Selected text:
* * * * * * * * *
Signs It Is Time To Replace Your Breast Implants
Dr. Jeffrey Lee is a Harvard trained plastic surgeon serving patients in the greater Boston area. He specializes in cosmetic procedures of the face, breast, body, as well as nonsurgical treatments such as Botox and Juvederm. After medical school, he completed his training in surgery at Massachusetts General Hospital, a Harvard Medical School hospital. During this time, he also completed a fellowship in the Plastic Surgery Research Lab where he published numerous book chapters and journal articles. He also traveled extensively giving presentations at the national and international level advancing the field of plastic surgery. Haute Beauty discusses the average life span on breast implants with Dr. Lee and what a breast implant replacement surgery is like.
HB: What is the average life span of breast implants?
Whether it be saline or silicone implants, my recommendation is to switch out breast implants after 10-15 years. It used to be that implants should be replaced every 10 years and many surgeons still make this recommendation but implants have become much more durable. While it is fine to go past the 10-year mark, I do not recommend going past the 15-year mark because eventually, the implants will rupture if you leave them in long enough.
* * * * * * * * *
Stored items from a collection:
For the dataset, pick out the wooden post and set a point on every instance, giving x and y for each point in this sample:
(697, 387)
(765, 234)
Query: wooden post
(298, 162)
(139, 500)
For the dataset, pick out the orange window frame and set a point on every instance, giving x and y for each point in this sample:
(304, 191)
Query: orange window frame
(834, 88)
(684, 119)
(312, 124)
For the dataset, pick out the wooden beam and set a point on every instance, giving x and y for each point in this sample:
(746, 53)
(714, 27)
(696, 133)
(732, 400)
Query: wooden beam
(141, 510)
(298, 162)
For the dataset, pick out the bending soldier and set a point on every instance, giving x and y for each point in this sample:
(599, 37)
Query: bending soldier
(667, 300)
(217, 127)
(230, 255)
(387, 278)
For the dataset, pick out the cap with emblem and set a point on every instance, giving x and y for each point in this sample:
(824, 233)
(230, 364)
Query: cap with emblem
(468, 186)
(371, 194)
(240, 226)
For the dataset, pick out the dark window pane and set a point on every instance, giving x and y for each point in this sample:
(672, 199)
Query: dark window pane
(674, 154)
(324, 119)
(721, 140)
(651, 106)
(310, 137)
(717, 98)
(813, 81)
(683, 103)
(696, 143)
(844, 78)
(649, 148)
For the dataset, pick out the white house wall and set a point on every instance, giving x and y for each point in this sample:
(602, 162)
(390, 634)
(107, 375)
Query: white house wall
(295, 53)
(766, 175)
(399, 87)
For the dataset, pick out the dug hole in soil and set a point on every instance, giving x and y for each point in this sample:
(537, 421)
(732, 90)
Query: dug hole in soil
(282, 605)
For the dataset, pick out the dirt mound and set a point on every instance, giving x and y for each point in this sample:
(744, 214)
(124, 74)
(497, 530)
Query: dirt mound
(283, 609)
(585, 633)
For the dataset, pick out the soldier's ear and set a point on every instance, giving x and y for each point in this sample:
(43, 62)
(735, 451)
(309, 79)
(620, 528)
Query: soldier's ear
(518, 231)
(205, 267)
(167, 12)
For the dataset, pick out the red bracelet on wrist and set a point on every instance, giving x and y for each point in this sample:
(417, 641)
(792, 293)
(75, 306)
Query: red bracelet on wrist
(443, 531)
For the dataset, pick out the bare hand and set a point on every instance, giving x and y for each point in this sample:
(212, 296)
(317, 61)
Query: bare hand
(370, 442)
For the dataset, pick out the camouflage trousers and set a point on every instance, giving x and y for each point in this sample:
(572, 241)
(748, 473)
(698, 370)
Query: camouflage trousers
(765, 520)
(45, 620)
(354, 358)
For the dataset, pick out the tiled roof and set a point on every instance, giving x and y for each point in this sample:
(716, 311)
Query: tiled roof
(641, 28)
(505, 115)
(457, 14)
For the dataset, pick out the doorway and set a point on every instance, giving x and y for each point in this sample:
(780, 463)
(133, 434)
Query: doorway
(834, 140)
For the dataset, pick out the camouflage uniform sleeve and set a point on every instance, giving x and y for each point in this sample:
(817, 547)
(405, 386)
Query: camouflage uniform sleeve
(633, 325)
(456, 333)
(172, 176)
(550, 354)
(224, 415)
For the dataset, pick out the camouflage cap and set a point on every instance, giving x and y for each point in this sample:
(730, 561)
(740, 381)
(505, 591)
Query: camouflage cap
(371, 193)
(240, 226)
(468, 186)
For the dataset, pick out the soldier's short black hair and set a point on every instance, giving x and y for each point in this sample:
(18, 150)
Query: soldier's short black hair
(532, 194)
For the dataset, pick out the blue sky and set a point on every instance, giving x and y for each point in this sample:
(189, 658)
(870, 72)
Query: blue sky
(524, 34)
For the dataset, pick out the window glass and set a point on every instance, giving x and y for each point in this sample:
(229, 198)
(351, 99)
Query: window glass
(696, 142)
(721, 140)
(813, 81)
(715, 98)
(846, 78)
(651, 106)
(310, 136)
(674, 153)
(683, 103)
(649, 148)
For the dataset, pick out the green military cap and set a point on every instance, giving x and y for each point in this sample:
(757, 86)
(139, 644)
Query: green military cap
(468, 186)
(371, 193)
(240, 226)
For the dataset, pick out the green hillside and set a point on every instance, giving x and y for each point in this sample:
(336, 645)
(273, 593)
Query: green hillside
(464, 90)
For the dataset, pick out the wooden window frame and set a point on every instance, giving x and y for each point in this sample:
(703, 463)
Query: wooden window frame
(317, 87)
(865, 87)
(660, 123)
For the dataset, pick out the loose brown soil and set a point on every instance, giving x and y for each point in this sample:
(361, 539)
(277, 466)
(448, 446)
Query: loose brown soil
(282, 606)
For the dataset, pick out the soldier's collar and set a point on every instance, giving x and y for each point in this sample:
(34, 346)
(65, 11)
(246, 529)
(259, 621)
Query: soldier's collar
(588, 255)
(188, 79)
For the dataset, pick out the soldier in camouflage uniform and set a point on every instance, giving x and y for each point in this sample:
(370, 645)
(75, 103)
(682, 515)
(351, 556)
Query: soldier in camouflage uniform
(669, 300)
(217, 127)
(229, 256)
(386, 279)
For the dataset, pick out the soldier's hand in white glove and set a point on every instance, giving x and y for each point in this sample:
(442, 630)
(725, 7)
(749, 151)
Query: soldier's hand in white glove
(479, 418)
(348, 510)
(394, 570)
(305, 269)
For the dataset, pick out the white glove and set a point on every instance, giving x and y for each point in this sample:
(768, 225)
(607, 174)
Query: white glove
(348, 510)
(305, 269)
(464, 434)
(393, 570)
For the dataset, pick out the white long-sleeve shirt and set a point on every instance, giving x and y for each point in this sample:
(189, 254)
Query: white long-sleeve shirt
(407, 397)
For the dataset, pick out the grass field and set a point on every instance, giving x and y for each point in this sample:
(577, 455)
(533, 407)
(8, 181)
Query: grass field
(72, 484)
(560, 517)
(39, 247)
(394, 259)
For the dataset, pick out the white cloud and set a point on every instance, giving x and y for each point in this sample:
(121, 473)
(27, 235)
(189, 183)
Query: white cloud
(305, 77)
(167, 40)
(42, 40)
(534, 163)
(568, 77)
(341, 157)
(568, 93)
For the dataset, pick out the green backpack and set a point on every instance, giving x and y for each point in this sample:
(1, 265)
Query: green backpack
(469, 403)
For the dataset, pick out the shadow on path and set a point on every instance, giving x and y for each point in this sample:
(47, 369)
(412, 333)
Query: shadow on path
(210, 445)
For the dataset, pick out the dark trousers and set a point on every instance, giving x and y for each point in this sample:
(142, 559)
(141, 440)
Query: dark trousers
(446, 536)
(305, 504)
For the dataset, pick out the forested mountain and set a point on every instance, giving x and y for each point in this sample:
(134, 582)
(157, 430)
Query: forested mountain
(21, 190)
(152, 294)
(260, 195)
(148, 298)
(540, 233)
* * * * * * * * *
Set of tasks:
• a. According to the text on breast implant replacement, why does Dr. Lee advise against keeping implants past the 15-year mark? Answer in one to three sentences.
• b. Print the passage from the breast implant text, starting with "HB: What is" and going on through "in long enough.".

Activity answers:
• a. He says that the implants will eventually rupture if they are left in long enough.

• b.
HB: What is the average life span of breast implants?
Whether it be saline or silicone implants, my recommendation is to switch out breast implants after 10-15 years. It used to be that implants should be replaced every 10 years and many surgeons still make this recommendation but implants have become much more durable. While it is fine to go past the 10-year mark, I do not recommend going past the 15-year mark because eventually, the implants will rupture if you leave them in long enough.